» EXERCISE DIRECTIONS
Copy the lines below word for word, starting at the line that contains "of the teeth" and continuing through the last line. Leave the pictures out.

Start of INPUT

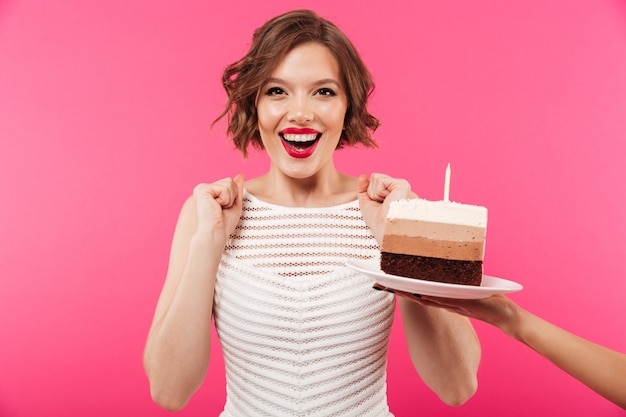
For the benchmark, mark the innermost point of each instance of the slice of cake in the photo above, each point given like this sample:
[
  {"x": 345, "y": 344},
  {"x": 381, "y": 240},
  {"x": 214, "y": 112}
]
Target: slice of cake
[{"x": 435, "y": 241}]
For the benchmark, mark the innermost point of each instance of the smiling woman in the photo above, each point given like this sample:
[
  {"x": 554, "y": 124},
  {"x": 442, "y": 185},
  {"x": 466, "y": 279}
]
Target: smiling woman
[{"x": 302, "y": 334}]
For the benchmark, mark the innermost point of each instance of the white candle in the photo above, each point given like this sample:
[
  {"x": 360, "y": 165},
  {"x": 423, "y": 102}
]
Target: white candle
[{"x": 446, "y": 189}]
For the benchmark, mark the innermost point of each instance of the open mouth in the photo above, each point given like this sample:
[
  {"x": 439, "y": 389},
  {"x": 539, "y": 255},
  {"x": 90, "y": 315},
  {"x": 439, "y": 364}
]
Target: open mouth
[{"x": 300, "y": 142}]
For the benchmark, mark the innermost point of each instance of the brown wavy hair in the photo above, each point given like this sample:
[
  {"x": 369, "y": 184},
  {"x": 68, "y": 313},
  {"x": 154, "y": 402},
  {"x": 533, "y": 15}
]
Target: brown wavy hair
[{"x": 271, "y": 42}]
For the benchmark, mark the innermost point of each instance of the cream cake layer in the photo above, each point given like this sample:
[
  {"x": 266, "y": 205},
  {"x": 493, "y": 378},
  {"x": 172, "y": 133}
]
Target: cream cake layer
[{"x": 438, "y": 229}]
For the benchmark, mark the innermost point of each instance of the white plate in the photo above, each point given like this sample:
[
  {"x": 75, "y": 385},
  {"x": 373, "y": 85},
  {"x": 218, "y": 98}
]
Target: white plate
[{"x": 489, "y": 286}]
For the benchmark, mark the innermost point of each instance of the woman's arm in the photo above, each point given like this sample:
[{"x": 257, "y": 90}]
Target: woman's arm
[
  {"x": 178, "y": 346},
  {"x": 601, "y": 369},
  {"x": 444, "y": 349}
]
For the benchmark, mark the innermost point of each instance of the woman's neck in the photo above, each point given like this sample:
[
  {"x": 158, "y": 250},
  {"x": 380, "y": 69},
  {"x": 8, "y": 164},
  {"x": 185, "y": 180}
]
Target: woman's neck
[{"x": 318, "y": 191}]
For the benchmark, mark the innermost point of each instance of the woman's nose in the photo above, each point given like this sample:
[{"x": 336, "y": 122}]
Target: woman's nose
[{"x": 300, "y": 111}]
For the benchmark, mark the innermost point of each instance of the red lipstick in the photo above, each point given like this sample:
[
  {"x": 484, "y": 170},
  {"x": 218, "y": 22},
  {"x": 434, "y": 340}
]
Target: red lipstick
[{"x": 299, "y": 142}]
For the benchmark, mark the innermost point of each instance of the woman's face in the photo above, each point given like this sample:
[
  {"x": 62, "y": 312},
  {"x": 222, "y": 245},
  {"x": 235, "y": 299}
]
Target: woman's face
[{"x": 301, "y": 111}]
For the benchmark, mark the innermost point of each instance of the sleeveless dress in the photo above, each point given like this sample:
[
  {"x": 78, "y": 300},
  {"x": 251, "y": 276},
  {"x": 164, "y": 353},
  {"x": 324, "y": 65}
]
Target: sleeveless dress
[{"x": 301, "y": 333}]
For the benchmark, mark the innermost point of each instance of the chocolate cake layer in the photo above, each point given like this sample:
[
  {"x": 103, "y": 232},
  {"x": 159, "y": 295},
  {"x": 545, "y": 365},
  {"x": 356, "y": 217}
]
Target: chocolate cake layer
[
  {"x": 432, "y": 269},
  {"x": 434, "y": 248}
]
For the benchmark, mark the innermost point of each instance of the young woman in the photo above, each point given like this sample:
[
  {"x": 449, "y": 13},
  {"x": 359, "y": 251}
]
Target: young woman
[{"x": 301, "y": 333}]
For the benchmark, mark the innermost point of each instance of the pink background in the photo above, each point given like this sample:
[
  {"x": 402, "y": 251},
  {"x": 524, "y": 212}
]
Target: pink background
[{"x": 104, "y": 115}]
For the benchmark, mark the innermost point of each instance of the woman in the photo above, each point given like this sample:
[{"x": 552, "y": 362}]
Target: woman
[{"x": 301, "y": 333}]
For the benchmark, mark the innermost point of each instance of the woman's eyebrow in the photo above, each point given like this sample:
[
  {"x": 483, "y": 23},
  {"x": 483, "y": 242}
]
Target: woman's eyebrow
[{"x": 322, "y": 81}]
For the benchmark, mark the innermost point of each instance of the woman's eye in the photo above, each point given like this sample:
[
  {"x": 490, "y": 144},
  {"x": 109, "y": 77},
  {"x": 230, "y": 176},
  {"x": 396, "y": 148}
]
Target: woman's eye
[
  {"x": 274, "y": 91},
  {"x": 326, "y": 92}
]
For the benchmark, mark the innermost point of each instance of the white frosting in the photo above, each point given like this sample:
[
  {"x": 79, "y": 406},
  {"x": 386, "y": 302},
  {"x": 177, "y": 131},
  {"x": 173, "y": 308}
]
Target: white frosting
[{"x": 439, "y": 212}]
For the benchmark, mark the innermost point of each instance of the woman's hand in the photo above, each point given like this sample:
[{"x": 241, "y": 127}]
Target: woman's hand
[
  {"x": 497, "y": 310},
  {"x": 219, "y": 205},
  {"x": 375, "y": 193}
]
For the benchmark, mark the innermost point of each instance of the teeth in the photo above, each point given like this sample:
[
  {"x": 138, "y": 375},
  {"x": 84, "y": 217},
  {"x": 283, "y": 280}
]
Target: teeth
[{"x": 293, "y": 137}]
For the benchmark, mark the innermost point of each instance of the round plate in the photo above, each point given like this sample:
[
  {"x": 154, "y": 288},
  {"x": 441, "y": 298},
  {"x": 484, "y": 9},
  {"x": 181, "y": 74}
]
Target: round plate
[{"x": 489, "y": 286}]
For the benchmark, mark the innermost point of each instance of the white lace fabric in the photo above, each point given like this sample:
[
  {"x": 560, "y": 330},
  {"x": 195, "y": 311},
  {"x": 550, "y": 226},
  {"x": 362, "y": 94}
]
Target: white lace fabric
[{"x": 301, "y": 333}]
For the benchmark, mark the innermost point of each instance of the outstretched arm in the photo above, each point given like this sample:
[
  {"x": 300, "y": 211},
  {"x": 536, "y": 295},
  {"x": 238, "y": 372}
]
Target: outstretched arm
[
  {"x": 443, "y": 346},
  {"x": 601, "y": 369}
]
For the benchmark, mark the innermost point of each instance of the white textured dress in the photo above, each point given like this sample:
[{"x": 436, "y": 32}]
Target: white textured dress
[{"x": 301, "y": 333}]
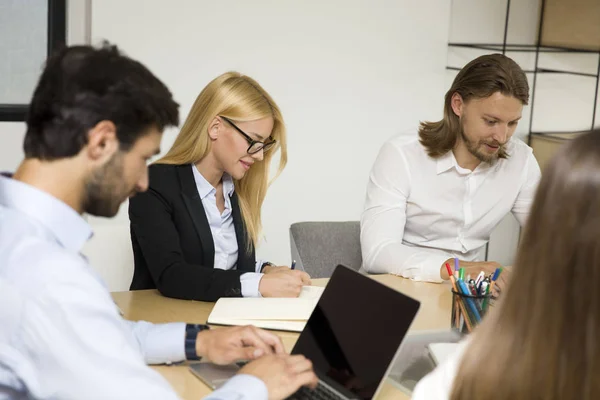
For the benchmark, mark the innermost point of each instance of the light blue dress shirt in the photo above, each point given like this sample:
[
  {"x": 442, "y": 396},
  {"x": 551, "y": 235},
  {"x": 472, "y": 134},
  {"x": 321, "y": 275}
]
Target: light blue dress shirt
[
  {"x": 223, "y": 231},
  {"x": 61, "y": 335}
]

End of INPUT

» TASK SOLUTION
For the benchmark, mark the innermost point of each instance of the teeth in the photo above, each point given like this sample:
[
  {"x": 138, "y": 375},
  {"x": 84, "y": 217},
  {"x": 283, "y": 280}
]
Target: teeth
[{"x": 293, "y": 137}]
For the benchmark, mark the innermost point of each instance of the round plate in the photo above, each point given like this sample:
[
  {"x": 154, "y": 288},
  {"x": 441, "y": 298},
  {"x": 484, "y": 9},
  {"x": 181, "y": 74}
]
Target: round plate
[{"x": 489, "y": 286}]
For the benchmark, mark the innermost point of each instance of the white lace fabric in the photo above, each point given like this sample:
[
  {"x": 560, "y": 330},
  {"x": 195, "y": 311},
  {"x": 550, "y": 226},
  {"x": 362, "y": 94}
]
Target: white lace fabric
[{"x": 301, "y": 333}]
For the benchmark, mark the innermost point of each instance of the outstretched arm in the photo above, each point given like this sample:
[
  {"x": 300, "y": 211},
  {"x": 536, "y": 295},
  {"x": 238, "y": 372}
]
Target: outstretched arm
[
  {"x": 443, "y": 346},
  {"x": 601, "y": 369}
]
For the benchmark, mark the innermost point of each instance of the white textured dress in the photo above, each point given like this sample:
[{"x": 436, "y": 32}]
Target: white textured dress
[{"x": 301, "y": 333}]
For the benchmark, mark the innermost point of each instance of the light blue dress shirt in the photo above, each point given like this sample:
[
  {"x": 442, "y": 396},
  {"x": 551, "y": 235},
  {"x": 472, "y": 134},
  {"x": 321, "y": 275}
]
Target: light blue dress shirt
[
  {"x": 223, "y": 231},
  {"x": 61, "y": 335}
]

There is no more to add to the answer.